= GIVEN EXERCISE A =
Using the passage about the Nordic News student paper, decide whether each statement agrees with it: (i) Kellen Hoard was a co-editor of the paper. (ii) The Nordic News staff never got access to school staff again. (iii) The award for courage in journalism came from the Student Press Law Center. Answer yes or no for each, and quote the words from the passage that settle it.
= GIVEN EXERCISE B =
Write the next part of the passage about the Nordic News student paper and its fight with the school district, picking up after its last sentence.
>> START TEXT
That's what the staff at Inglemoor High School's student newspaper, the Nordic News, were looking into for a story last year.

Kellen Hoard was a co-editor of the Nordic News at the time. After contacting a school administrator for an interview, Hoard heard back from the then-communications director for the district. She said that all interview requests needed to go through her.

Eventually, the director barred teachers from speaking to student reporters.

This does happen in journalism. Press officers can be incredible resources, but sometimes they can also obstruct information.

Hoard and the staff at the Nordic News challenged the district's communications director in a months long process, both privately and in a public newspaper editorial, eventually regaining access to school staff.

Hoard, along with his co-editors, Mimi Avalos and Tammi Tran, recently accepted an award for courage in journalism from the Student Press Law Center for this fight.

"Courage in journalism isn't doesn't have to be actually putting yourself in harm's way it can be ensuring that others aren't experiencing that harm," Hoard said, "whether that's their harm to receive accurate information or to share their perspectives on their on their school or their workplace as a teacher or administrator."

According to the Student Press Law Center, student journalists run into issues like this all the time.

"If you're writing stories about sex, drugs and rock 'n'roll, you might get censored," said Mike Hiestand, senior legal council at the Student Press Law Center, "but by and large the number one reason that we're dealing with censorship is a story that, for whatever reason, the school thinks makes them look bad."
>> END TEXT
>> START DATASET
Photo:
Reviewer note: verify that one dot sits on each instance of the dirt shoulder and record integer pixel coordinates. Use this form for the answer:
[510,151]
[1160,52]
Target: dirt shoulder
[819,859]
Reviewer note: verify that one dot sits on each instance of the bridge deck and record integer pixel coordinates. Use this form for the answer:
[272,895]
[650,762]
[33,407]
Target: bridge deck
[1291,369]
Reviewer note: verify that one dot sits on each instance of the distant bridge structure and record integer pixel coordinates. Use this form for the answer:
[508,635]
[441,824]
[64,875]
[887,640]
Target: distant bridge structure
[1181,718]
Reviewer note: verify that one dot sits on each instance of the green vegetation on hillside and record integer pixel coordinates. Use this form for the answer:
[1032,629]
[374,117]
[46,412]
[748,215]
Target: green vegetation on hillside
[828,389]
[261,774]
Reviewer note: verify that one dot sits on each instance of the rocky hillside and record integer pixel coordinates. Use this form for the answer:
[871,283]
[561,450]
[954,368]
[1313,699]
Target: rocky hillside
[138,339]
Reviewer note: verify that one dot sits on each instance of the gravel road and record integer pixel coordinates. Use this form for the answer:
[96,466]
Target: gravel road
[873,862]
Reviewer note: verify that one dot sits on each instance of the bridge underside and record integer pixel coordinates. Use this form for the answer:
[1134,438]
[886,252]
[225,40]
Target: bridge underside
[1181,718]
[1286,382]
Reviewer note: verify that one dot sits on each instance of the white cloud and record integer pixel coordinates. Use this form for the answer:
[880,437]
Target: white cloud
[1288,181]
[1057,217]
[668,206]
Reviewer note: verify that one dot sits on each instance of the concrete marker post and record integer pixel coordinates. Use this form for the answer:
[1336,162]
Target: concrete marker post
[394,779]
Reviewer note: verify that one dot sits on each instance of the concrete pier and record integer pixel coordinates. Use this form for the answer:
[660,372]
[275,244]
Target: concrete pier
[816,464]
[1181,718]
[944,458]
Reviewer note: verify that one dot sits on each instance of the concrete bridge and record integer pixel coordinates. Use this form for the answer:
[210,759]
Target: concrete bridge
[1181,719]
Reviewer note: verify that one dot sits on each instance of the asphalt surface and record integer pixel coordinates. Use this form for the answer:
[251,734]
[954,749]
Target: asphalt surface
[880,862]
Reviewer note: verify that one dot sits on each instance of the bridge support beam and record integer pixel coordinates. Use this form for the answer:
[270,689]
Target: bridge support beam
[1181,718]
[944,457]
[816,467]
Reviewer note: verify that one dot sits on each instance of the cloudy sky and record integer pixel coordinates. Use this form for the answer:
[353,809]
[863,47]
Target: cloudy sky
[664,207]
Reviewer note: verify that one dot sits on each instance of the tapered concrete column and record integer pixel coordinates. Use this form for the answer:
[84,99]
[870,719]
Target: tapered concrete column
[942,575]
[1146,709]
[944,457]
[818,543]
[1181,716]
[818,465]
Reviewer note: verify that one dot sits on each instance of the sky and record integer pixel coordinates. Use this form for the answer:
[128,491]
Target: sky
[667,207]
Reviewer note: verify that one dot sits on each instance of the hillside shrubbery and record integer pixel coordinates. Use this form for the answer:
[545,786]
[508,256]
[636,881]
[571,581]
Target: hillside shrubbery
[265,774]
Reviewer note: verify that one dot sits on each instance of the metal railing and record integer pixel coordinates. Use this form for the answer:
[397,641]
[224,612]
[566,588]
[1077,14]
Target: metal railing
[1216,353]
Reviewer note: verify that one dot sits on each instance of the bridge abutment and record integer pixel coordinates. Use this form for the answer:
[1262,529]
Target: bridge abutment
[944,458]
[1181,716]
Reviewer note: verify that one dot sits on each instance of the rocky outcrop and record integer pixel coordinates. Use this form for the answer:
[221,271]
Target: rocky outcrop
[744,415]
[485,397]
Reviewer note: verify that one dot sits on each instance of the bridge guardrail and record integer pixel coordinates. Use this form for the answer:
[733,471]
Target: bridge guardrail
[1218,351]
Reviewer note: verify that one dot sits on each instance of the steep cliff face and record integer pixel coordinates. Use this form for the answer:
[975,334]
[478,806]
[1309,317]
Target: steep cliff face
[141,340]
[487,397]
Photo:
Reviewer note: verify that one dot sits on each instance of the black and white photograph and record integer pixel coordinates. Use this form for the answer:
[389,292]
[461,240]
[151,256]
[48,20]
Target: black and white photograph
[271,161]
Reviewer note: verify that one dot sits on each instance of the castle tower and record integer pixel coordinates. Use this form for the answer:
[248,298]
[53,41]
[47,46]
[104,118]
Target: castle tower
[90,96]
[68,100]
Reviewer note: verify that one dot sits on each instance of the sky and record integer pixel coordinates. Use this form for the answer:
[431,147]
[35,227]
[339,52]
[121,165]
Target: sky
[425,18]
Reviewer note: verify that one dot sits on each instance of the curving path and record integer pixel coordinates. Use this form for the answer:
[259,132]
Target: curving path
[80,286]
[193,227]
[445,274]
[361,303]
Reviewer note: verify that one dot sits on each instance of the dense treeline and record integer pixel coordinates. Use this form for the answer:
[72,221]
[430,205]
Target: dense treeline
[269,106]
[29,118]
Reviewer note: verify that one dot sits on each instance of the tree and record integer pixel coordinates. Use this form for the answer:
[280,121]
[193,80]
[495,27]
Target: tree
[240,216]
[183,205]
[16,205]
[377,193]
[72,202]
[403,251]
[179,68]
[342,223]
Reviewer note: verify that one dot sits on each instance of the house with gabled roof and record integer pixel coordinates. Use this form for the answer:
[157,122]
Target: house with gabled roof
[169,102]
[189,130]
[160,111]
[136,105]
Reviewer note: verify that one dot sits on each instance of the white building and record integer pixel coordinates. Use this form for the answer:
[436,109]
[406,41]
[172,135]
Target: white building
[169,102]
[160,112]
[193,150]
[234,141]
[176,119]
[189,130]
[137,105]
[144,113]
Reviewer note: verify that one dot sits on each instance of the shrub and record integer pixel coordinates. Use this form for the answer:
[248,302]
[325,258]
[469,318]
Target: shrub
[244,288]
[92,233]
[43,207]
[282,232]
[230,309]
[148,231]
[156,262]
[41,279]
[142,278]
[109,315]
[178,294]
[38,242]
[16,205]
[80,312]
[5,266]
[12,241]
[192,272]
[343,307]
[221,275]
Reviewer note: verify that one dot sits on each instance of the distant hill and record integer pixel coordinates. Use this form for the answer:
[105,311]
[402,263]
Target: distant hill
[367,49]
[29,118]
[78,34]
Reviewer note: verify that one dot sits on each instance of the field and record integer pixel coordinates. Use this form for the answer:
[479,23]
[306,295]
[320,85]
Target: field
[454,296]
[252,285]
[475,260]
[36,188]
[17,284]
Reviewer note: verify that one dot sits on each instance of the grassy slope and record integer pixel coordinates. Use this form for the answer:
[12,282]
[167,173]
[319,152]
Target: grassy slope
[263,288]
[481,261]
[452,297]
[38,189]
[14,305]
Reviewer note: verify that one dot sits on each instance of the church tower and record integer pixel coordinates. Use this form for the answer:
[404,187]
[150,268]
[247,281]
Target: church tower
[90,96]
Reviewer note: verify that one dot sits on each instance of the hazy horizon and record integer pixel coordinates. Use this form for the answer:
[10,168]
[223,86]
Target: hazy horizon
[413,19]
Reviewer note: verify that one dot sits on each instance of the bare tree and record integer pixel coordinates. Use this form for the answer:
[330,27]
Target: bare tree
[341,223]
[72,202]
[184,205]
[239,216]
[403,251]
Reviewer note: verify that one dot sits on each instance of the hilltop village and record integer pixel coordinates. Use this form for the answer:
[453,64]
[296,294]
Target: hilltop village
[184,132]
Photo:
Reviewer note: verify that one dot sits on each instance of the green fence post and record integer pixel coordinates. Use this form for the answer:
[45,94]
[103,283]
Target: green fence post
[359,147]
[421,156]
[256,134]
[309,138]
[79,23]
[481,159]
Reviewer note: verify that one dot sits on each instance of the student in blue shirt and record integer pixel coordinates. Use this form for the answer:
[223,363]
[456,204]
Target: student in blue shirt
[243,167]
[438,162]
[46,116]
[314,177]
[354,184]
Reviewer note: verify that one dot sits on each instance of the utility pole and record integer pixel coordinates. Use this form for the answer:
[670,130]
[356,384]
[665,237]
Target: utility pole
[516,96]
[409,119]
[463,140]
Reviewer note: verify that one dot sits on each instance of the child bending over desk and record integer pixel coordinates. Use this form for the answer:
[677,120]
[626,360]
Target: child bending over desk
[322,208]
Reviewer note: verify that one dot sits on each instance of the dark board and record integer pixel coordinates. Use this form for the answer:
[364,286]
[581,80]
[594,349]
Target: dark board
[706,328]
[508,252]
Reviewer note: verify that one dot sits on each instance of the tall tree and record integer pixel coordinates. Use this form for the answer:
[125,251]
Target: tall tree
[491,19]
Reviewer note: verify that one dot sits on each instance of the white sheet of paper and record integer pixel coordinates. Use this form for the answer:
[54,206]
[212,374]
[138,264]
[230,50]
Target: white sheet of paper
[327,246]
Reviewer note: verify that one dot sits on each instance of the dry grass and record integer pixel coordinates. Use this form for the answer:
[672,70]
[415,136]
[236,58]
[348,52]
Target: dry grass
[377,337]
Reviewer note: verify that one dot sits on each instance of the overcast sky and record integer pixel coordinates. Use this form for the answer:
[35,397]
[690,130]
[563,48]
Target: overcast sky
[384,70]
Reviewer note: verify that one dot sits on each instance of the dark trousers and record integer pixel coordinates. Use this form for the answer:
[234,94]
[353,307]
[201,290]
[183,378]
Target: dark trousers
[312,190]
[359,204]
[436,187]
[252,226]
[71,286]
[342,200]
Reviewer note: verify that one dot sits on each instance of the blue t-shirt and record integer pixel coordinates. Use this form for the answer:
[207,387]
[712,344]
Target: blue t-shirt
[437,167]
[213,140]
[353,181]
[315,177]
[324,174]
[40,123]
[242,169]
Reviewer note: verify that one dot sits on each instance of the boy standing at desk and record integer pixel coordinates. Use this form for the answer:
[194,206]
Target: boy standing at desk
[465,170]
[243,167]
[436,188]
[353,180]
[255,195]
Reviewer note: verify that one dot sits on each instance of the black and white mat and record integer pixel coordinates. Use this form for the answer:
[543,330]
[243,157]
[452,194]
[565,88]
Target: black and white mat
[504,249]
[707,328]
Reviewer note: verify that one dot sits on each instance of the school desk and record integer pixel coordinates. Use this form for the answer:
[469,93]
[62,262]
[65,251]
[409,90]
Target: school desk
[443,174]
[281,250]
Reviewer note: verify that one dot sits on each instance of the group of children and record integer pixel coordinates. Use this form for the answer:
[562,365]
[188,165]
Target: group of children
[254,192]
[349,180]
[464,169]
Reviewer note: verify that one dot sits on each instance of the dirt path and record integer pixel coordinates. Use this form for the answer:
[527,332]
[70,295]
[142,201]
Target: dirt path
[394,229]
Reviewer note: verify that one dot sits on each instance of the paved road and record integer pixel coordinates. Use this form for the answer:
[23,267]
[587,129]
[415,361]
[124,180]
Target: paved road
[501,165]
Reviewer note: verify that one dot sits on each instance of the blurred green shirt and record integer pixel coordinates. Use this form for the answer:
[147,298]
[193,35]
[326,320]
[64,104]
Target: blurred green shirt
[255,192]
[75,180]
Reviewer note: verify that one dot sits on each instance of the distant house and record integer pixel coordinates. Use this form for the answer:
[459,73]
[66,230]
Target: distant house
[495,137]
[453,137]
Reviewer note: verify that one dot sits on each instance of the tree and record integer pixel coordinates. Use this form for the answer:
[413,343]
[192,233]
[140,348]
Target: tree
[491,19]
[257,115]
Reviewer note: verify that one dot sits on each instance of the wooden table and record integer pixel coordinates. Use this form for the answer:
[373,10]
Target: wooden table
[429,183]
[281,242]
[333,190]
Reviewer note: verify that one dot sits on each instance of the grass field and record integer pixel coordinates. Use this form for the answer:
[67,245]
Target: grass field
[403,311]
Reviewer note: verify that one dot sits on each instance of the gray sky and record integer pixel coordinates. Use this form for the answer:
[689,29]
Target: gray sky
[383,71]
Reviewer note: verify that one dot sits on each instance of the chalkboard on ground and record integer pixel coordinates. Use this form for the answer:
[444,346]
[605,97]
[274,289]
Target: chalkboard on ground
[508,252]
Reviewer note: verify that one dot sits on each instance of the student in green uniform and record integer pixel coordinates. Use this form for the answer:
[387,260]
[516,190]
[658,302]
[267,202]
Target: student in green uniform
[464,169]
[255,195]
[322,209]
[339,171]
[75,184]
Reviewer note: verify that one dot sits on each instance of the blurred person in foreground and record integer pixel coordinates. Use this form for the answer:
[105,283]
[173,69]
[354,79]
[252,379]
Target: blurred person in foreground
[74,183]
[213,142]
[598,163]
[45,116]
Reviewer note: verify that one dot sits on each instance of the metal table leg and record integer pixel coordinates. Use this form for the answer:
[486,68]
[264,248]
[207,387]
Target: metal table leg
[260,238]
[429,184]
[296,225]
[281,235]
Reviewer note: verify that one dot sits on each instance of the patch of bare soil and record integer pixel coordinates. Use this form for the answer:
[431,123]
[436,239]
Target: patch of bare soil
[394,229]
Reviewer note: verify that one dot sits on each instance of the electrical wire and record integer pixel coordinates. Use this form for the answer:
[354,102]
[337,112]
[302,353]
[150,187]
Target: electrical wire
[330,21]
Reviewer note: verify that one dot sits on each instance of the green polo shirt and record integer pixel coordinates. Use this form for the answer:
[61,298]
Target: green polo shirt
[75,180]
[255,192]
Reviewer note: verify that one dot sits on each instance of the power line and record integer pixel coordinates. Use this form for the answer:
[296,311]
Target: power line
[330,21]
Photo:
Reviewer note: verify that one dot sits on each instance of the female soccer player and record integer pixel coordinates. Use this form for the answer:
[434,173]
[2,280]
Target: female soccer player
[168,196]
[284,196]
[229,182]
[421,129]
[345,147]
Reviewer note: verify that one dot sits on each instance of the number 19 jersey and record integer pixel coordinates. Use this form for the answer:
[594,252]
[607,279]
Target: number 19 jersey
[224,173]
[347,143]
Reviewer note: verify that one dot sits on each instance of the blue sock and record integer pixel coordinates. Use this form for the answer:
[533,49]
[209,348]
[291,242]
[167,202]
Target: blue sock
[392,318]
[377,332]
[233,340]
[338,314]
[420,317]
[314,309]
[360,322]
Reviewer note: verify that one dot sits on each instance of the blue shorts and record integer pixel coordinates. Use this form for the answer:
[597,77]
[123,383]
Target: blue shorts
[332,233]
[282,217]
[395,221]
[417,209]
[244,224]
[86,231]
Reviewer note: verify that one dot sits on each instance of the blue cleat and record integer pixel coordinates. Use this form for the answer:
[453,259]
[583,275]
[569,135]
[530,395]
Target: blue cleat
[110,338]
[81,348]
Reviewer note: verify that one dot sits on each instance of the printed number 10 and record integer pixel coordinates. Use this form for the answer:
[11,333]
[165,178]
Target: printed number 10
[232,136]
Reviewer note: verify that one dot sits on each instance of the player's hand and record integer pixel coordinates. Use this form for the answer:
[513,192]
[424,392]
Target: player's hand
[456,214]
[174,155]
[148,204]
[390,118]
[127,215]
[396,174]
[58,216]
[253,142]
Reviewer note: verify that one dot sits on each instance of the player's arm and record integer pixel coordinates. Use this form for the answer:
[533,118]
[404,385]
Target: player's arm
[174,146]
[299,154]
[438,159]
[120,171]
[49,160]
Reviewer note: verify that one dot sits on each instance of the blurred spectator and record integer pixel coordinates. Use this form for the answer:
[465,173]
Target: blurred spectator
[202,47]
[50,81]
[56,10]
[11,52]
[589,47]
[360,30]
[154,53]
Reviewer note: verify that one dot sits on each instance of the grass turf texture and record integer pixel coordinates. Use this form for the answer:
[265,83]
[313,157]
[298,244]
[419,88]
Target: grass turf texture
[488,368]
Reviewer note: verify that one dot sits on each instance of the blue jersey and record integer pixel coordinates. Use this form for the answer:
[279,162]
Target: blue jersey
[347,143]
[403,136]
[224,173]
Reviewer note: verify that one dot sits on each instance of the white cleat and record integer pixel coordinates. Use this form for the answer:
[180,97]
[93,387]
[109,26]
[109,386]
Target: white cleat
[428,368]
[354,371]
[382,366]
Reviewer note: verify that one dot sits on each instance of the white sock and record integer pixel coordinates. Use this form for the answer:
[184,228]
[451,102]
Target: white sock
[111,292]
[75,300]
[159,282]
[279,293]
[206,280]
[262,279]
>> END DATASET
= REPLY A =
(i) Yes: "Kellen Hoard was a co-editor of the Nordic News at the time."
(ii) No: "eventually regaining access to school staff."
(iii) Yes: "recently accepted an award for courage in journalism from the Student Press Law Center"

= REPLY B =
Hiestand regularly fields calls from student journalists as a part of his work at the law center.

The rights of student journalists stem from a 1988 Supreme Court Case called Hazelwood School District v. Kuhlmeier. In that case, an editor and reporter at a school newspaper filed a suit against the district after a principal removed articles about teen pregnancy and divorce from an issue of the school paper.

The court sided with the school district. Hiestand said the decision gave school officials more authority to censor school newspapers and speech.

"They said that school officials could censor speech, simply by declaring it 'poorly written' or 'biased or prejudiced,'" Hiestand said.

Since that 1988 decision, 16 states have passed New Voices Laws, sometimes refered to as anti-Hazelwood laws, which protect student journalists' work. Washington state passed a New Voices Law in 2018, more than a decade after the law was first introduced.